To do.
**1)** List, in order, every quoted remark the narrator's housemate makes in the account of the village shelling.
**2)** Copy word for word the part of the account of the village shelling that starts at the words "We went to the" and stops after "inside for protection.".

HSRR attorney Reem Salahi has been traveling through Syria this Summer. She wrote the following on June 27, 2013:

Today my village was shelled. I was in a deep sleep and in the outer peripheries of my consciousness, I heard an explosion. “Reem, Reem, get up. Hurry,” my housemate told me. I woke up startled and realized that this time, it was our turn. This time, the government was shelling our village. We ran into the bathroom which had an attic above it. A whizz and an another loud explosion. “That was really close,” she said. “What time is it?” “7 a.m.,” I told her. “Good,” she said. “The children won’t be out yet.” Two more explosions. My housemate paused a moment to study the house. “This is the safest place,” she concluded.

The shells fell one after another. My housemate brushed her teeth and I changed out of my pajamas in case we had to leave the house. After approximately fifteen shells, they stopped. “It’s because it’s Thursday,” she told me. “They are warning us not to go out to the demonstration tomorrow. They are definitely going to shell us tomorrow.” A few minutes later, we heard the sound of ambulance sirens.

We went to the rooftop to see the damage. A young boy was lying on his mattress on the roof of the neighboring house. The shelling had awoken him but he hadn’t bothered to go inside for protection.

Data.

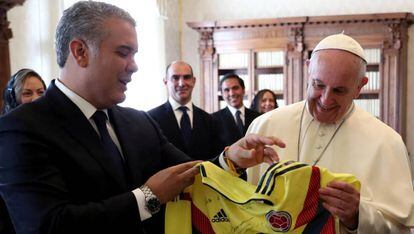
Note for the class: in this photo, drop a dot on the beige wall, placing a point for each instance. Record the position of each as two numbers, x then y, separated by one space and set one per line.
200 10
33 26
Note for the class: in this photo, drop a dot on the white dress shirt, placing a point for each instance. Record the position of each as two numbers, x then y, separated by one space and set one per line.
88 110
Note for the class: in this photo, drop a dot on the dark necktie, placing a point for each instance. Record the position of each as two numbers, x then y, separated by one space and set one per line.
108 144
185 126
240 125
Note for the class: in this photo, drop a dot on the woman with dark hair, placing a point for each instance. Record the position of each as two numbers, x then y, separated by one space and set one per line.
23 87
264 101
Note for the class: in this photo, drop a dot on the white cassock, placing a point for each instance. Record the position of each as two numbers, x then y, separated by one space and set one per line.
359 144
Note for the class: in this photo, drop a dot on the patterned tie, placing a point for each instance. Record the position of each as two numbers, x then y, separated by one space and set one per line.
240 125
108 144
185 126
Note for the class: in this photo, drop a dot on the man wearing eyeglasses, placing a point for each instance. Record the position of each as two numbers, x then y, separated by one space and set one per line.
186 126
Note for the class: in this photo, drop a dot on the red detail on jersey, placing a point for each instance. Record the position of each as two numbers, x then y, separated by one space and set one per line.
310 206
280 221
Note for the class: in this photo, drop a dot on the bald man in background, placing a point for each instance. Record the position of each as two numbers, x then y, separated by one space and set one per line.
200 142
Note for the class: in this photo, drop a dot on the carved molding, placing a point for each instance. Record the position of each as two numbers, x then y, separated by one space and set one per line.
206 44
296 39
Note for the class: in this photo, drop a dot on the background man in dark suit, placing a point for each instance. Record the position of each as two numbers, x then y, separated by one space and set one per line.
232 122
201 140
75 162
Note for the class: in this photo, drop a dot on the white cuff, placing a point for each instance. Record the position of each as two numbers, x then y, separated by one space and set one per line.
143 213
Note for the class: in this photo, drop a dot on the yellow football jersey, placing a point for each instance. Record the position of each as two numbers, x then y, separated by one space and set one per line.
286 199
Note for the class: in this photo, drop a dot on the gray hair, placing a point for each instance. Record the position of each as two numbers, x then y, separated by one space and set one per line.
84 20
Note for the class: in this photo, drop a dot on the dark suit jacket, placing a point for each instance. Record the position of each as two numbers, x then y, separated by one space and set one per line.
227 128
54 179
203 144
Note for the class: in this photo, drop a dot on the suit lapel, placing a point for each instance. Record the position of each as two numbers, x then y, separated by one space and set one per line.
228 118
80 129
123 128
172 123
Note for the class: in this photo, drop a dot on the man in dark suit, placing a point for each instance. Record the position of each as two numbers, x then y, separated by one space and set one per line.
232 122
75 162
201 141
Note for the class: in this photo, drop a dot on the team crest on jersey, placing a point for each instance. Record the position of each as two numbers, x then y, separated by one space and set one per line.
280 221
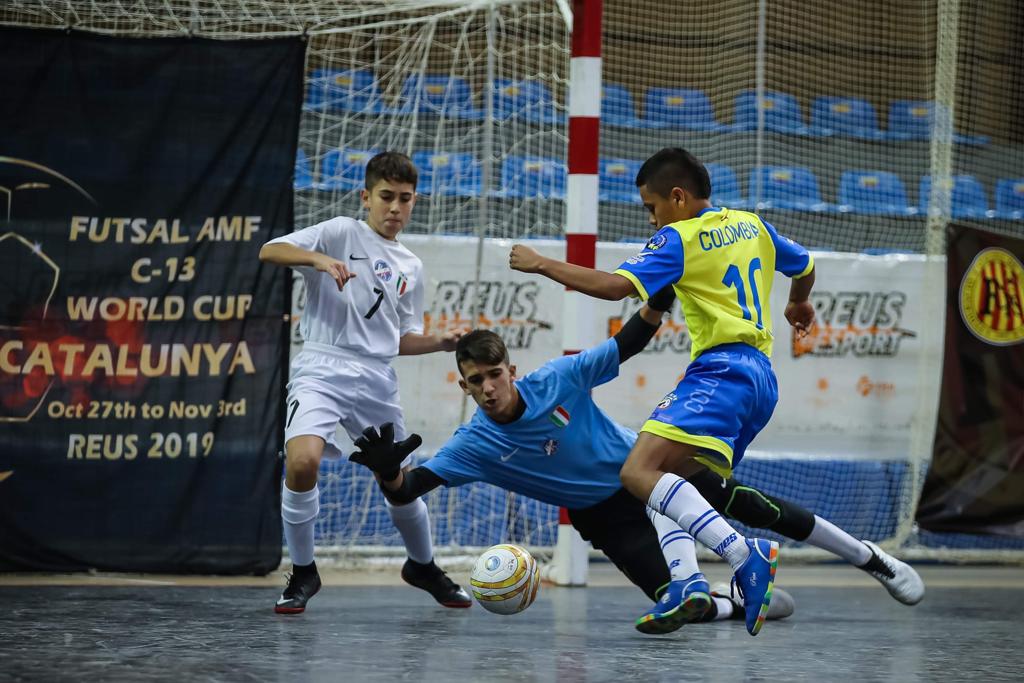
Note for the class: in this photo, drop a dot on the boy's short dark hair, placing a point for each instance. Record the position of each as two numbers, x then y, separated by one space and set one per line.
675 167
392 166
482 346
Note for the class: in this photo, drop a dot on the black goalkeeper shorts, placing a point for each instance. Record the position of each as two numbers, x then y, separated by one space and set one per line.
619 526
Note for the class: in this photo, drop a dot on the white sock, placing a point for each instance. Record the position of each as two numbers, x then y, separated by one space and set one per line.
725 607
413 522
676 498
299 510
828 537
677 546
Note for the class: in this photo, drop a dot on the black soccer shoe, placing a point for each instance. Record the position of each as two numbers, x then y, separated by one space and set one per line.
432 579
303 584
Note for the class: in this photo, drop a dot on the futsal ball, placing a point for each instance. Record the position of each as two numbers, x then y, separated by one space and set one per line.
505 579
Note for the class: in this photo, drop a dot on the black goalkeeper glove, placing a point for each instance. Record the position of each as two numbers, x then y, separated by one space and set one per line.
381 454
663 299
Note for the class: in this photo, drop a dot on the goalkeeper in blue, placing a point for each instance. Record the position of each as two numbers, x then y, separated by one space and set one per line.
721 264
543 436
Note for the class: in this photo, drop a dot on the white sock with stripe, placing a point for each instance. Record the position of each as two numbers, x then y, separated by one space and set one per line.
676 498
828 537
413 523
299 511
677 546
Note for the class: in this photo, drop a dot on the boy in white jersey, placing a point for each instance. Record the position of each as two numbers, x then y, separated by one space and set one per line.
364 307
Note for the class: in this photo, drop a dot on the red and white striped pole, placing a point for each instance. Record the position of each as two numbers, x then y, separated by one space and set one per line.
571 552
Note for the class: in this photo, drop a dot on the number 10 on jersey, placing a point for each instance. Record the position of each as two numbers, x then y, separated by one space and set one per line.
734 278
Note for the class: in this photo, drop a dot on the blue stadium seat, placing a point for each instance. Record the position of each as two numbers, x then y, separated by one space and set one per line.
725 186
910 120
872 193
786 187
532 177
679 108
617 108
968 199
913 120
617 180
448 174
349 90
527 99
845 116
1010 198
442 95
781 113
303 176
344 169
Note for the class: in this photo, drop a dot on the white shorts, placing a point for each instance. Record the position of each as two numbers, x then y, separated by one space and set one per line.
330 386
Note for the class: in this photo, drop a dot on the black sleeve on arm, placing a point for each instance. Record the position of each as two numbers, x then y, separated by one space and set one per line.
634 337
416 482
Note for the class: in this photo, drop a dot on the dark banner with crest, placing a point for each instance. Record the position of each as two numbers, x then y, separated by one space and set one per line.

Answer set.
**1)**
1. “Reem, Reem, get up. Hurry,”
2. “That was really close,”
3. “What time is it?”
4. “Good,”
5. “The children won’t be out yet.”
6. “This is the safest place,”
7. “It’s because it’s Thursday,”
8. “They are warning us not to go out to the demonstration tomorrow. They are definitely going to shell us tomorrow.”

**2)**
We went to the rooftop to see the damage. A young boy was lying on his mattress on the roof of the neighboring house. The shelling had awoken him but he hadn’t bothered to go inside for protection.